-- begin --

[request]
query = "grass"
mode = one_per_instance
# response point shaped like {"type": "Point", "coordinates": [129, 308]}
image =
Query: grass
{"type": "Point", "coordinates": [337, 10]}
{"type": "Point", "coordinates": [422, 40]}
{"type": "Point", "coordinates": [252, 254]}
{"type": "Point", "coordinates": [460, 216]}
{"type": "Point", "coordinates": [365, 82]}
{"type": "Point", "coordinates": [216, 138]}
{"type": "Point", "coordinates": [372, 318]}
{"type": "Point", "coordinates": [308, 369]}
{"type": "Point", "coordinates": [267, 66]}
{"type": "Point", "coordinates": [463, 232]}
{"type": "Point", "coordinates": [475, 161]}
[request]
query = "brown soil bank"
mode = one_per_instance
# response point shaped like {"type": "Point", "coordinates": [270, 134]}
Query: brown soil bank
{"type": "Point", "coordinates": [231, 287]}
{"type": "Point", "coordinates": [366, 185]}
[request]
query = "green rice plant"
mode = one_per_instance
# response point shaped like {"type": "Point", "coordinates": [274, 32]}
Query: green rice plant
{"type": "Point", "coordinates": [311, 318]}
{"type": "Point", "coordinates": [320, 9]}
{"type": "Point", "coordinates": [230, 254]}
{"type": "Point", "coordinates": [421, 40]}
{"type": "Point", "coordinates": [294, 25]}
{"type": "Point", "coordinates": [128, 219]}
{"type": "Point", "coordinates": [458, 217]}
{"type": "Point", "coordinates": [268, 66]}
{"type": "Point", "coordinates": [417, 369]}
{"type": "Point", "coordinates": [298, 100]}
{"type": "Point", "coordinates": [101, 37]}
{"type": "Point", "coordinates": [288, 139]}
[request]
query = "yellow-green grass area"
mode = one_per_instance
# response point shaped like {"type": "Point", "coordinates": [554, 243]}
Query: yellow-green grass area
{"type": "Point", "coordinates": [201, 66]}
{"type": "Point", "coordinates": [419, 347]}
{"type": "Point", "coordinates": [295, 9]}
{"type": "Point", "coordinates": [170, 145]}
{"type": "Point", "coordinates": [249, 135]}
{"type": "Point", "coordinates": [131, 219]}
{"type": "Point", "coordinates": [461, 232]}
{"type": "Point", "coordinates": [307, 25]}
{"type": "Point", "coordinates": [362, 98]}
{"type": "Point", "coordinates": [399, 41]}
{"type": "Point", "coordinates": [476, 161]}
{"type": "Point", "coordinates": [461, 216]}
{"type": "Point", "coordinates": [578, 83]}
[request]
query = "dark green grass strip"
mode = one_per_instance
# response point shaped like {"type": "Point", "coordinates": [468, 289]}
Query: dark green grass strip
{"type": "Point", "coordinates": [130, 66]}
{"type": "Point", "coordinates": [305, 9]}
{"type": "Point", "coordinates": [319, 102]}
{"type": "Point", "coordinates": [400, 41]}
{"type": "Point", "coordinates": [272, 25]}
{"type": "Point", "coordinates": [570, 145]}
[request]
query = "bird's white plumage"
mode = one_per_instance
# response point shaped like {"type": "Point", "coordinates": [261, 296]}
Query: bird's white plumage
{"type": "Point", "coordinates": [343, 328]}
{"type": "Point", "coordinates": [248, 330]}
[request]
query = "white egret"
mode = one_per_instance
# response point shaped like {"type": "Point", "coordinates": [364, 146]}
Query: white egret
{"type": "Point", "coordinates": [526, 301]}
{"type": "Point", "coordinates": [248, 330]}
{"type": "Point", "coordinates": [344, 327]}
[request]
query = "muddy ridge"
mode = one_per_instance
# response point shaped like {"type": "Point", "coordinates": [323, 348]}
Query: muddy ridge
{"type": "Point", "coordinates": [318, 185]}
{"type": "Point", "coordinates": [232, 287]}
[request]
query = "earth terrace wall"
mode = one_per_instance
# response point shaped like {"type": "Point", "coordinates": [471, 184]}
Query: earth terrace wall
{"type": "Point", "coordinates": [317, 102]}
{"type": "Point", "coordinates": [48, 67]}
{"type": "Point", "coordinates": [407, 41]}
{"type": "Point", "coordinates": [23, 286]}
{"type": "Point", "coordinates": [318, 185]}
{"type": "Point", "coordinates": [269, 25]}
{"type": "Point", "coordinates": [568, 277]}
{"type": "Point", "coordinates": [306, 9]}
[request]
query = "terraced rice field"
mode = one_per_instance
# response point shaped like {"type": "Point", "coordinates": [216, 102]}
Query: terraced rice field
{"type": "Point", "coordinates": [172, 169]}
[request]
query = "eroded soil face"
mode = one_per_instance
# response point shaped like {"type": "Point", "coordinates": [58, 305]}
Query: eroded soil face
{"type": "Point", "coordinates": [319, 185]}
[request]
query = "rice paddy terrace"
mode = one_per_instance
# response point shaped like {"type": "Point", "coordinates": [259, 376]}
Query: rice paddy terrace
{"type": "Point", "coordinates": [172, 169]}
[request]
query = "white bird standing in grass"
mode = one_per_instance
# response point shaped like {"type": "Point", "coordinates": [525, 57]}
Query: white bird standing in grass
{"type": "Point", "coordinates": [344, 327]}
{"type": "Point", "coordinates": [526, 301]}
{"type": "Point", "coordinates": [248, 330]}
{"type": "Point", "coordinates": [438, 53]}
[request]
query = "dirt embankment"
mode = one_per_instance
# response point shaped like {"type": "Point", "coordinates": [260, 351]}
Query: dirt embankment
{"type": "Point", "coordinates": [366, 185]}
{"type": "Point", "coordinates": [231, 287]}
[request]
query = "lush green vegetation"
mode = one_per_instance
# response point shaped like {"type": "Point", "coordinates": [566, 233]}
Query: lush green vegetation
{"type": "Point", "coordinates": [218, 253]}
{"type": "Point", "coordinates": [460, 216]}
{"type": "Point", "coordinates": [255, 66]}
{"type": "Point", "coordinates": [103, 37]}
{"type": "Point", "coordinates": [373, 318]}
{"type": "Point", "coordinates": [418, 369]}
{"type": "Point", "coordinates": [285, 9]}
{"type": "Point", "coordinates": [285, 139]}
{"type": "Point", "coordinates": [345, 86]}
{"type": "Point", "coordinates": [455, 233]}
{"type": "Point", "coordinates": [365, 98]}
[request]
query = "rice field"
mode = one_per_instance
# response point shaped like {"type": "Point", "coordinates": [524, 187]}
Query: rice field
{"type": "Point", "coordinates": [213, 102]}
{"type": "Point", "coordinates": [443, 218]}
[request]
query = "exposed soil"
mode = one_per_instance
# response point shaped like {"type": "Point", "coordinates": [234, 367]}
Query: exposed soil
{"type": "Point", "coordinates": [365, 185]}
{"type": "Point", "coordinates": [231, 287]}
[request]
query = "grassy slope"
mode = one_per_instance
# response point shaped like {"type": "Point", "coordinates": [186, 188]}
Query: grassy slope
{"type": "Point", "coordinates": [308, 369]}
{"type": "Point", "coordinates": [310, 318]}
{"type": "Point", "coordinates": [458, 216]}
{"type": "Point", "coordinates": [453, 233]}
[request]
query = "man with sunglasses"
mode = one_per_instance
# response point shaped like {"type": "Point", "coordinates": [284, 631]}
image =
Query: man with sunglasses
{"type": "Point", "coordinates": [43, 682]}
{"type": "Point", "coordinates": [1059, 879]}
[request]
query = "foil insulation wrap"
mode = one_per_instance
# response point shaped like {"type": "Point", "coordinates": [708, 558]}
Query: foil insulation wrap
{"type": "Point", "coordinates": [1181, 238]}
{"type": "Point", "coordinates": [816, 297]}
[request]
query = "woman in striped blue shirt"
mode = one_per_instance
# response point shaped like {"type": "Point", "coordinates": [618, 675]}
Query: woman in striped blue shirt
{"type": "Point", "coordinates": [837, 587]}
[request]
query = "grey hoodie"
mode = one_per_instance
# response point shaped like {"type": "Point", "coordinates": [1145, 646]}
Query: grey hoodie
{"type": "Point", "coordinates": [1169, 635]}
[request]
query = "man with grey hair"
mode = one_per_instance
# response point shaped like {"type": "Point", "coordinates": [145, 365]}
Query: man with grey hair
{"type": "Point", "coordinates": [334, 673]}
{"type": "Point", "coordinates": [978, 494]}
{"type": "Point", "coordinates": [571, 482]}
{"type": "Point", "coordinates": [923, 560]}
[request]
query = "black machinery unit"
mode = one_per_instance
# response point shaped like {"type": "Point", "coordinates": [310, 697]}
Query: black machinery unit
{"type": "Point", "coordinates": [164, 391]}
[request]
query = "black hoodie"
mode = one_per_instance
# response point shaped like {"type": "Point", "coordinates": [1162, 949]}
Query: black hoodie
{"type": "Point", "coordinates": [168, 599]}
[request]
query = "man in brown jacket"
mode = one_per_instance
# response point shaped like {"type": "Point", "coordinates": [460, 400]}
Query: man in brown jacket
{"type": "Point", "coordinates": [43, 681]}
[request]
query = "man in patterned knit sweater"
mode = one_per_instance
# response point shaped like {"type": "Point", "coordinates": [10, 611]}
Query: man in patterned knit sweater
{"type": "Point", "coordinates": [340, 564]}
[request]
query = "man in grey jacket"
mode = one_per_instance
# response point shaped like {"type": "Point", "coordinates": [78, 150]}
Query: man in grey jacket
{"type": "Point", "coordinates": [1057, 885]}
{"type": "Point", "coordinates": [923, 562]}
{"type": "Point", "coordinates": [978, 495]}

-- end --

> What you should do:
State how many lines of the records contain the string "yellow". Give only the number.

> Reply to the exercise:
2